→ **Given instruction**
In one to three sentences, explain why the text on navigation meshes says making your own navigation mesh for A* is pretty easy when it's done by hand.

→ **Document segment**
From what I’ve seen A* using a Navigation mesh data structure is often still used in 2d space! For the most part, many Navigation mesh & A* implementations I’ve seen are still treated as if the mesh is still 2d behind the scenes.

Normally agents (“bots”) don’t really “recognize” the stairs themselves (unless they need to for some reason), but the Navigation mesh is usually the one that needs to “work with them”.

Automatic generation is definitely easier to use (not make), for a manual alternative to navigation mesh there are also way-point graph data structures.


if you are interested in making your own automatic navigation mesh generator:

There are many types of navigation mesh systems and many different ways to construct them, if you are trying to make your own navigation mesh and use A*, its pretty easy–that is…manually at least. One easy way you could make one manually is by using a triangulation algorithm (for the actual mesh) and then using A* to search for nodes and then finally a string pulling algorithm perhaps this: funnel algorithm to do some smoothing for traversal. However, for automatic navigation mesh generation…it’s not so easy–and information on how to specifically make one is pretty sparse.

→ **Extracted information**
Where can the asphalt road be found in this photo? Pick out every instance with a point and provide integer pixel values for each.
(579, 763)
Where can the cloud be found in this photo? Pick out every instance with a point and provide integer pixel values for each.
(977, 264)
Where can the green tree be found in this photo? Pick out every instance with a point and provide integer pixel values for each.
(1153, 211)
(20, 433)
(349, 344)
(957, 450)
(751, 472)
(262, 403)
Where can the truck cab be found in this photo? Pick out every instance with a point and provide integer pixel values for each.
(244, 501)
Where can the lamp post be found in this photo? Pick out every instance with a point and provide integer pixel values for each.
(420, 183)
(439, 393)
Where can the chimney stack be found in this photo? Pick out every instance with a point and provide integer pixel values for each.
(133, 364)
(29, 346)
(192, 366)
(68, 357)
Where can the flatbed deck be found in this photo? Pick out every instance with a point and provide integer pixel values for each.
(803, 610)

...

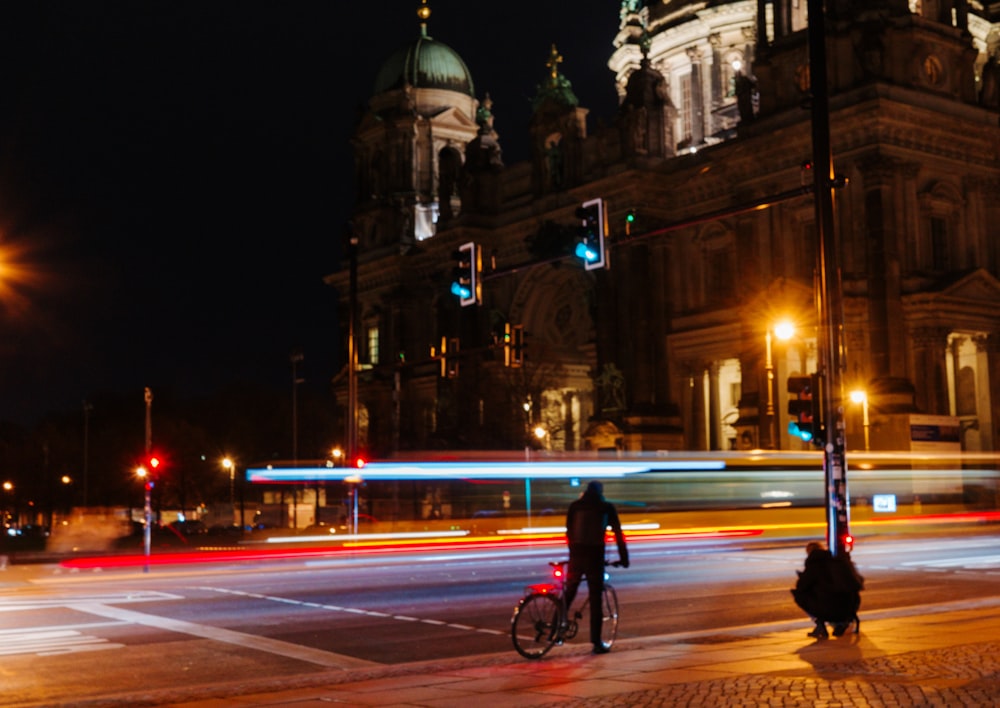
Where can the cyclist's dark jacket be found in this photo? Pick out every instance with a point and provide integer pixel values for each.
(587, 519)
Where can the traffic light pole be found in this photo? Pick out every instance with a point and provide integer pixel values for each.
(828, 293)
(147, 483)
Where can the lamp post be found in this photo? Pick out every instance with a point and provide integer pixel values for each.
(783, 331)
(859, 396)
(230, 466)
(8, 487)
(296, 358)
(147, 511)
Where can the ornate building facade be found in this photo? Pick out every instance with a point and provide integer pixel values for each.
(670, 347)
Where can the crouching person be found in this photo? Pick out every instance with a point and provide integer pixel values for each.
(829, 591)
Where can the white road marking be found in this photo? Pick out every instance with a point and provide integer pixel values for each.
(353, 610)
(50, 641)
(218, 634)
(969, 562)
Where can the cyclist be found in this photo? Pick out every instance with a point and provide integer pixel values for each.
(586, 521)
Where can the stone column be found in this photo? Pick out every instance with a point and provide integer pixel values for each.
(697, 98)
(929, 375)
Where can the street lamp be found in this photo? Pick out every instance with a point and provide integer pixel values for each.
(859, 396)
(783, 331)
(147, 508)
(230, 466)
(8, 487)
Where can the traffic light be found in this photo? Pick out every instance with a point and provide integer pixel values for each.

→ **Output below**
It can be built by hand in a few simple steps. A triangulation algorithm makes the actual mesh, and A* searches for nodes. A string-pulling algorithm, such as the funnel algorithm, can then smooth the path for traversal.